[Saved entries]
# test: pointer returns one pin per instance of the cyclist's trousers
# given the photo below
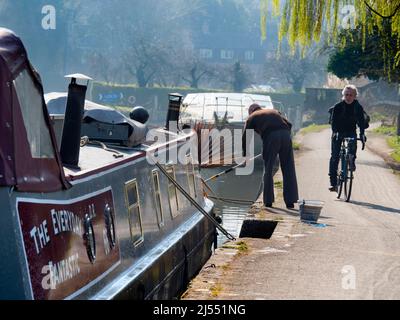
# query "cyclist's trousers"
(335, 152)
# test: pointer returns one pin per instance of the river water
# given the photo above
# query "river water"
(231, 186)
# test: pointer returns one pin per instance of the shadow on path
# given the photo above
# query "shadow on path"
(375, 206)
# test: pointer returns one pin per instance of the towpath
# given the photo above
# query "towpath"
(353, 254)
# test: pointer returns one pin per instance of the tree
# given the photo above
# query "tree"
(303, 21)
(240, 77)
(352, 60)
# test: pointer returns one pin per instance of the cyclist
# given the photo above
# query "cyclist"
(344, 118)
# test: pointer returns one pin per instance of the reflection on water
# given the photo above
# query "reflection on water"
(232, 187)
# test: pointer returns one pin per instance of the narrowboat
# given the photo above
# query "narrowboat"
(219, 119)
(84, 212)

## [Direction]
Print the rows above unchanged, from the line containing "# test: pointer returns one pin per instance of the towpath" through the last line of the rows, with both end lines included.

## [Response below]
# test: pointer returns one pin per instance of the towpath
# given the photo above
# query "towpath"
(353, 254)
# test: pointer returns one pin per instance of the tree
# given the photo above
# query "tree"
(303, 21)
(240, 77)
(352, 60)
# test: pointer returns one pin per instance of the cyclist
# given the photo above
# query "cyclist"
(344, 118)
# test: pointer returns one pin per instance of the reflection on water
# given the photo above
# query "reflection on water"
(232, 187)
# test: pointer returns one pin per instance of the narrowboat
# given the photo above
# query "narrowboat"
(219, 119)
(84, 212)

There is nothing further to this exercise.